§ Questions to answer:
(1) In the Denver library union article, replace "pandemic" with "health crisis" and write out the passage from "And then during" up to and including "member of the union.".
(2) Shorten the paragraph of the Denver library union article that begins "The Denver Public Library is a massive institution", keeping its main facts.
╭─ Text shown
"I want the library to be the best that it can be, and this looks like a connected workforce with a strong union," says Liana Kiddy-Gan, a clerk at the Central Library who helped form the union.
Kiddy-Gan and 77 other library workers signed on to a letter sent to library management on June 28 announcing the formation of the union.
The Denver Public Library is a massive institution that has 26 branches and a nearly $50 million annual budget; the DPL has 553 staffers right now. A city agency, it's governed by an eight-member Library Commission appointed by the Denver mayor.
One of the top demands of the union, which is calling itself Denver Public Library Workers United, is for employees who are classified under the "at-will employment" category to be reclassified so that they can only be fired for "just cause."
Will Torrence, a reference librarian at the Central Library and a new union member, says that library employees were shocked when they found out that they had been recategorized as "at-will" employees in 2019.
Erika Martinez, a spokesperson for the Denver Public Library, says that this switch was made to get a handle on "poor performance" challenges that supervisors were dealing with; a staffer will only be fired immediately for egregious behavior, she adds.
"Outside of an egregious act, a separation will not be a surprise, nor will supervisors be doing this on their own," Martinez explains.
Still, that status change was "the straw that broke the camel's back," Torrence says.
And then during the pandemic, many library staffers felt powerless as "management made a lot of decisions last year without involving staff in those decisions ahead of time," Torrence adds.
In December 2020, employees began organizing after a "spontaneous conversation between a handful of folks" that focused on "managing mental health while working during the pandemic," according to Amelia Eckles, who works as a Park Hill Branch Library clerk and is a member of the union.
╰─
╭─ Information shown
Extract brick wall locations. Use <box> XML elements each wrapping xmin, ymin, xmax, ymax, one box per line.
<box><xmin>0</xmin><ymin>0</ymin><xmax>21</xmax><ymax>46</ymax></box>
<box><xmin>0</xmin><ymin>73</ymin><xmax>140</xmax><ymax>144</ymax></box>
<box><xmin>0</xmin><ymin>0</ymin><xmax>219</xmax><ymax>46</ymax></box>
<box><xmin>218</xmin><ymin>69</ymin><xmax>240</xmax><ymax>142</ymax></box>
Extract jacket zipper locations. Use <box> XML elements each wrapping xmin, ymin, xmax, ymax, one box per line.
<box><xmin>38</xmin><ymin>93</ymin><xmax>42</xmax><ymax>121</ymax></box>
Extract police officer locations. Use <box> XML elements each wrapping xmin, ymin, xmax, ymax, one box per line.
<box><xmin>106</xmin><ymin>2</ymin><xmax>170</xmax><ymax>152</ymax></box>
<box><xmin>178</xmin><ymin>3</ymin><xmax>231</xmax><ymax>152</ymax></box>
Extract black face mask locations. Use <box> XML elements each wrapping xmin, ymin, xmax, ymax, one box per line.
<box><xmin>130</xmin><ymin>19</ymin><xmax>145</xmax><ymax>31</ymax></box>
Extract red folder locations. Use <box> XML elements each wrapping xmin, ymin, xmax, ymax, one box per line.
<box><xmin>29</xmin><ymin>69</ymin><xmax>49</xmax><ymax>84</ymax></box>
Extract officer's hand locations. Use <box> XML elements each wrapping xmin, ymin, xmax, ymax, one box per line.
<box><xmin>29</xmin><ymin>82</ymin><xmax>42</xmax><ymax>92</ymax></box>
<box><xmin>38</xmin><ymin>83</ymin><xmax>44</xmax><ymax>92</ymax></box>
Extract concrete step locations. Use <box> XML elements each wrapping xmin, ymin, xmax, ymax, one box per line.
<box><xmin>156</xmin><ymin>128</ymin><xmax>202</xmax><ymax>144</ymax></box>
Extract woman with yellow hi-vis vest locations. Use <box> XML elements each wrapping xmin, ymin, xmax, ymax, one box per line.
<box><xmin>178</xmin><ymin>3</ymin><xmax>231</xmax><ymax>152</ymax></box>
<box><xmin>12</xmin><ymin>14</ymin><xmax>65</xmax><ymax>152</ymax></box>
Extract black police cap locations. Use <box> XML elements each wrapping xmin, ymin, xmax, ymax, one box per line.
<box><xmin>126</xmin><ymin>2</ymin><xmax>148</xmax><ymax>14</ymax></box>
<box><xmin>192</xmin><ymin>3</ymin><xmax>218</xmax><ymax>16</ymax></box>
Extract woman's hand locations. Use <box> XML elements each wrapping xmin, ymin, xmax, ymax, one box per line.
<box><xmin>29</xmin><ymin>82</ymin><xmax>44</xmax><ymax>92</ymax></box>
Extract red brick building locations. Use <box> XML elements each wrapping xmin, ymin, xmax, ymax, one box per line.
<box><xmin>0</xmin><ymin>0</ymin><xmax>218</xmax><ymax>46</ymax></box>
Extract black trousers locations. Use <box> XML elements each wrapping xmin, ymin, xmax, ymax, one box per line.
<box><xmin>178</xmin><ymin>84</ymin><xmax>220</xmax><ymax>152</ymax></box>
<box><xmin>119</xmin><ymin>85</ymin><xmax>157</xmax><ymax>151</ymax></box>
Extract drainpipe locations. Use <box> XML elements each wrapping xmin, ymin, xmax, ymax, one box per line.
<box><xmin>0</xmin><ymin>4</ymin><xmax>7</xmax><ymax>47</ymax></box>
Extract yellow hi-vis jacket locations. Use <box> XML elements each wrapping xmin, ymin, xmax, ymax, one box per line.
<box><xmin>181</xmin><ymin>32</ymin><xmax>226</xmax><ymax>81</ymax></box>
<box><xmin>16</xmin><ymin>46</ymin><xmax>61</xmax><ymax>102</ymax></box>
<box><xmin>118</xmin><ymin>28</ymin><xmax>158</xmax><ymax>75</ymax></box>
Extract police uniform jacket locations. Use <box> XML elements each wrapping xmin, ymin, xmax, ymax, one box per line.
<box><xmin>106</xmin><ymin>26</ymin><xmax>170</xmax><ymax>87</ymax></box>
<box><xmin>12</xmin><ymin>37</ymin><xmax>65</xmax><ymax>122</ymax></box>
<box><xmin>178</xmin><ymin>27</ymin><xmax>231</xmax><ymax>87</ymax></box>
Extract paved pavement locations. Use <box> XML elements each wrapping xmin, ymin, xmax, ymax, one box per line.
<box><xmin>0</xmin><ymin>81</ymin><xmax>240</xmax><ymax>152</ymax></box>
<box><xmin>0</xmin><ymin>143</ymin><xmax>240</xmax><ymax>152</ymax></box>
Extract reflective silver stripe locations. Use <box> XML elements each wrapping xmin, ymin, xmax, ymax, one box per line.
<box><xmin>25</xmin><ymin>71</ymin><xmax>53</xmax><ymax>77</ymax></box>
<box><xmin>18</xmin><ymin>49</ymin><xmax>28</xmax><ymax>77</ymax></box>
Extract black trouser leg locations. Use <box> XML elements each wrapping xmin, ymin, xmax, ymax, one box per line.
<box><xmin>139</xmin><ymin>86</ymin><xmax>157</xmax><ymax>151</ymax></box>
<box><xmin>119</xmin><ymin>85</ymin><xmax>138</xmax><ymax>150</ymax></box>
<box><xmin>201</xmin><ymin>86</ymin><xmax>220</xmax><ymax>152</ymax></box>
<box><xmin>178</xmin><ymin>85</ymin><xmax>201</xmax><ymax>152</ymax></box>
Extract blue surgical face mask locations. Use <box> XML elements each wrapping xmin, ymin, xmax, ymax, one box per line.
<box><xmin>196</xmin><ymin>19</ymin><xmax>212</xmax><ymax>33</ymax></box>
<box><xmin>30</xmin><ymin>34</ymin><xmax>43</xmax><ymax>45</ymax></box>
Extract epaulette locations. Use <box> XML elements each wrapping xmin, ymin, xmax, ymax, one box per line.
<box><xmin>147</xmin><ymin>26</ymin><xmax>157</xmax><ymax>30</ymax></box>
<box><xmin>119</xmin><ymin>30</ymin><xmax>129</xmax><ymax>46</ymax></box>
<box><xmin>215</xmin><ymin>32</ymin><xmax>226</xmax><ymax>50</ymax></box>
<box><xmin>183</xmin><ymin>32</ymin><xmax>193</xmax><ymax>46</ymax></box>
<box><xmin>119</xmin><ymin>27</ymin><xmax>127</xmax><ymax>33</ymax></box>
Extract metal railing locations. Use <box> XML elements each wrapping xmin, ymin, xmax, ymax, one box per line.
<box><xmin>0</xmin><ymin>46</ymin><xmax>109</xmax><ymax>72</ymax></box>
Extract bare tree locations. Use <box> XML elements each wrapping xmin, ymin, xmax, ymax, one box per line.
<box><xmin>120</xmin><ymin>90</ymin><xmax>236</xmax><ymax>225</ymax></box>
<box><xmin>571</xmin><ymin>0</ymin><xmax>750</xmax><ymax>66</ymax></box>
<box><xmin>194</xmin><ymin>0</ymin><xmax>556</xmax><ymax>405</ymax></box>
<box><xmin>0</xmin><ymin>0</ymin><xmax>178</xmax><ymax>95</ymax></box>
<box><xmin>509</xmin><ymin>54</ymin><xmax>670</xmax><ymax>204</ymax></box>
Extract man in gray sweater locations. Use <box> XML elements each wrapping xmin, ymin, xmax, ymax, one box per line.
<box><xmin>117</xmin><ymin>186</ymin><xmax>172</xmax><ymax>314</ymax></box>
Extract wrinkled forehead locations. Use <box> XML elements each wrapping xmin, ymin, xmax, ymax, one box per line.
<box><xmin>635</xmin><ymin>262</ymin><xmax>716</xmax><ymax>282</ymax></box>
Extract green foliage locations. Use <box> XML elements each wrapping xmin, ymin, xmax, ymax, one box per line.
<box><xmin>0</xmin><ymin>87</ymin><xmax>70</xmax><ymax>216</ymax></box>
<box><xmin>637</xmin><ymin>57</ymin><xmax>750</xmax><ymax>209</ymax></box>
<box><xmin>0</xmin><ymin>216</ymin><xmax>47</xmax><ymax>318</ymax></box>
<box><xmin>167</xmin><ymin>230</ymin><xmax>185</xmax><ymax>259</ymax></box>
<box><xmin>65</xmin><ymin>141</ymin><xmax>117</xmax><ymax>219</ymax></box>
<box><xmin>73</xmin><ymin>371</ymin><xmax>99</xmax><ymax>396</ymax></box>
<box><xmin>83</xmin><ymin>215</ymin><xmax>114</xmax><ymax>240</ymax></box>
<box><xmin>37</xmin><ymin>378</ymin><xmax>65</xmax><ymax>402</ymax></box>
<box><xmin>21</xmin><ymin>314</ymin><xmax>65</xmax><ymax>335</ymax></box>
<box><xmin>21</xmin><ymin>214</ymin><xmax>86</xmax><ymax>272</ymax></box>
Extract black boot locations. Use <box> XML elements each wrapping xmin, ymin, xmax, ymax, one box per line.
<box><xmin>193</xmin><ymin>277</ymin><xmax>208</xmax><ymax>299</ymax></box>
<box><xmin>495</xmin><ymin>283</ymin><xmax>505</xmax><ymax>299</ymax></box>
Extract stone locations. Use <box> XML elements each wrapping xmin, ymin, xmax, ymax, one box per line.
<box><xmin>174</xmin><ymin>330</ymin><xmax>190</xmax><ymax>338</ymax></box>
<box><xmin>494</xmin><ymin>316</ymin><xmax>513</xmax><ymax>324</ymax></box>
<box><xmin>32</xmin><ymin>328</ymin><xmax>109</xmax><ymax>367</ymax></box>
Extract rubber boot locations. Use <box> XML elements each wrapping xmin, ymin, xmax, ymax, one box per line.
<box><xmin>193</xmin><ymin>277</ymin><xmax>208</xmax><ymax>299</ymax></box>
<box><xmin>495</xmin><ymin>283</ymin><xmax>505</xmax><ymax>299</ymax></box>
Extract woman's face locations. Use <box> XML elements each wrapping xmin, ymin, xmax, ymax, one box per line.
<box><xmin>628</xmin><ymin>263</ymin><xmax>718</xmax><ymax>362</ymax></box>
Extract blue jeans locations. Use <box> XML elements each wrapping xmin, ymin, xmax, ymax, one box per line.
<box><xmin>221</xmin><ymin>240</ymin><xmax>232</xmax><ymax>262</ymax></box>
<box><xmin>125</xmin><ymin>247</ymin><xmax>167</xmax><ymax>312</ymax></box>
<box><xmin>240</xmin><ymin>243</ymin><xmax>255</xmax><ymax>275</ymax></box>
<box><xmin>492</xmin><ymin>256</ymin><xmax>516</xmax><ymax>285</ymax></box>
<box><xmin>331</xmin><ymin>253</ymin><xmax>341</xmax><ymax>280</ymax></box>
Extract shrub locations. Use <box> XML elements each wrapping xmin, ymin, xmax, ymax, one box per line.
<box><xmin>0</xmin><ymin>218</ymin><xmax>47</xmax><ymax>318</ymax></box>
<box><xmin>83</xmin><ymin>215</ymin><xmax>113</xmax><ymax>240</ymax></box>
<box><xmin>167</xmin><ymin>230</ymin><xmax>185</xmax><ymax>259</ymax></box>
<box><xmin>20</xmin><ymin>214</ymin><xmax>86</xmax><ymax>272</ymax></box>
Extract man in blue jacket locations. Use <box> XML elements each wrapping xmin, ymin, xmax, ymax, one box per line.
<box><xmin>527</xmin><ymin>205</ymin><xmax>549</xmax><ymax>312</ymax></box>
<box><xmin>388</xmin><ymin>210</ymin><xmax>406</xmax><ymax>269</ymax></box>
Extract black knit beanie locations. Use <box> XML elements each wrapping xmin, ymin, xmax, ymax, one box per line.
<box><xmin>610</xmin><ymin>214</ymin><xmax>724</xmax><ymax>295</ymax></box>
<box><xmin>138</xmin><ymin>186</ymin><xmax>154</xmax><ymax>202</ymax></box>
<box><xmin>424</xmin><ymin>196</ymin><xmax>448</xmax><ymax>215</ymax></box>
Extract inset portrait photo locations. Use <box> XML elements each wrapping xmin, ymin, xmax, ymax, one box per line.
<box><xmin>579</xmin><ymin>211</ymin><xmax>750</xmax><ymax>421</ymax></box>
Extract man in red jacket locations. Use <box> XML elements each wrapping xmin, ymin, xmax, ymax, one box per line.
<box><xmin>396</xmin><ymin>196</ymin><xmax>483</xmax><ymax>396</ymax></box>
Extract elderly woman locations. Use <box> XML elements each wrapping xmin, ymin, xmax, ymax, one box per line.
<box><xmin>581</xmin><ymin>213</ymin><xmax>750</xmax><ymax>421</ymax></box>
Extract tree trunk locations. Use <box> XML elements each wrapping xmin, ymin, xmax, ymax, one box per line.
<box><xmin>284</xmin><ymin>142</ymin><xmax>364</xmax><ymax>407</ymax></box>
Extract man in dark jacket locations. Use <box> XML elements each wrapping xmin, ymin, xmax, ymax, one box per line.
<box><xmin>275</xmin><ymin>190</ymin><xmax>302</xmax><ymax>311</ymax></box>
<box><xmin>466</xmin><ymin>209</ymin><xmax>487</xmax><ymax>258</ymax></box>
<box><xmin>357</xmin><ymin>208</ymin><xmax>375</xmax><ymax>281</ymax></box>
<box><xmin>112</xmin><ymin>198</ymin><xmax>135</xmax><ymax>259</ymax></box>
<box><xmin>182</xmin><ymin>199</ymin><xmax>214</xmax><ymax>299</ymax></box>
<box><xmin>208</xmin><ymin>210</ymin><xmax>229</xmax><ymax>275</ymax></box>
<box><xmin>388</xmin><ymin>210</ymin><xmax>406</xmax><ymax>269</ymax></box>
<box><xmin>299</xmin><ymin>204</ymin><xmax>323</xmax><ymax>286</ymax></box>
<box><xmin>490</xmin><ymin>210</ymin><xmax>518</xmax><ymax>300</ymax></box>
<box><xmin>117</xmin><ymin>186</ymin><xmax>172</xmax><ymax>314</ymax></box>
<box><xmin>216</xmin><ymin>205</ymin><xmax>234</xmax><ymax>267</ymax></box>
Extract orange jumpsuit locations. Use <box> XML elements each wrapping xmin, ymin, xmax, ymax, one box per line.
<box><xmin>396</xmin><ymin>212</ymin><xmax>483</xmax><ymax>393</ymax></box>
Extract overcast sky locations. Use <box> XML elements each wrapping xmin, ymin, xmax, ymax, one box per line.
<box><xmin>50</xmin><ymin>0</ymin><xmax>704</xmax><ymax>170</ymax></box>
╰─
§ Problem solutions:
(1)
And then during the health crisis, many library staffers felt powerless as "management made a lot of decisions last year without involving staff in those decisions ahead of time," Torrence adds.
In December 2020, employees began organizing after a "spontaneous conversation between a handful of folks" that focused on "managing mental health while working during the health crisis," according to Amelia Eckles, who works as a Park Hill Branch Library clerk and is a member of the union.

(2) The Denver Public Library, a city agency with 26 branches, 553 staffers and a budget of nearly $50 million a year, is governed by an eight-member Library Commission appointed by Denver's mayor.